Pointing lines

■ ■ ■

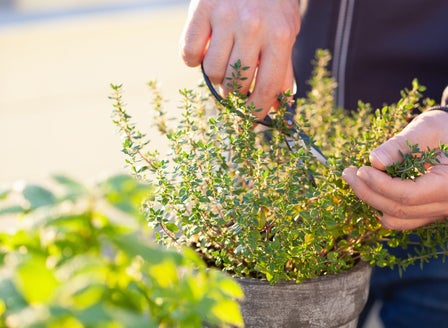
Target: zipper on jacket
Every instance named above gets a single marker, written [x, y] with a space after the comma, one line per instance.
[340, 51]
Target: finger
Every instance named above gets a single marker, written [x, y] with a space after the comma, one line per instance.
[428, 188]
[387, 206]
[270, 80]
[196, 34]
[422, 130]
[216, 60]
[288, 83]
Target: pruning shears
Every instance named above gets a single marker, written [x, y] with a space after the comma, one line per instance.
[290, 132]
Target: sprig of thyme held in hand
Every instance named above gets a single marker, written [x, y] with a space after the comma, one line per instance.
[416, 162]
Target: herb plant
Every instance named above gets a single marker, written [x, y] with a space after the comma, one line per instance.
[245, 203]
[82, 257]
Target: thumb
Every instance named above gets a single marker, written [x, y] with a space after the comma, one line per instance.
[426, 130]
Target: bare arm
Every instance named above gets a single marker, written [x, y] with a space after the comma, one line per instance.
[260, 33]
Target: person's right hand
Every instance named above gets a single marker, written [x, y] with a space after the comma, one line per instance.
[259, 33]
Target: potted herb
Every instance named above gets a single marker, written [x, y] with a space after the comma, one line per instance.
[253, 208]
[78, 256]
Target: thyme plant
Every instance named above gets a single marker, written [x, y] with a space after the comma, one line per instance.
[245, 203]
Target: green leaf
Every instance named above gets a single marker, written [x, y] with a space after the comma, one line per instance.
[38, 196]
[35, 280]
[228, 311]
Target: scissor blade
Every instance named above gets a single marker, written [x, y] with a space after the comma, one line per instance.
[295, 144]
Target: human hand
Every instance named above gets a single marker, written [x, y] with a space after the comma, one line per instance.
[259, 33]
[406, 204]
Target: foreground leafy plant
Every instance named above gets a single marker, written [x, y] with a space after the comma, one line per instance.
[81, 257]
[245, 203]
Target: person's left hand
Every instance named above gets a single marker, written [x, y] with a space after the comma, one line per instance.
[406, 204]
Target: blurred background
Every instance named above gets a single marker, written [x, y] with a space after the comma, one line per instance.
[57, 59]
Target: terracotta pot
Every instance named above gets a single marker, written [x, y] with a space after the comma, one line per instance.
[330, 301]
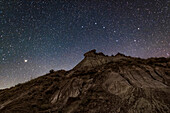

■ ■ ■

■ THE TASK ■
Revise the lines running from the one containing "Target: blurred background" through the end of the lines, both ends included, with "terracotta" swapped for "clay" and everything else unchanged. Leave the pictures out.

■ IN RESPONSE ■
Target: blurred background
Every instance named above gets a single marker, written [x, y] with a space after the comma, one line per instance.
[57, 59]
Target: clay pot
Every instance named above gets a single marker, written [x, y] with a space after the comma, one line per instance.
[330, 301]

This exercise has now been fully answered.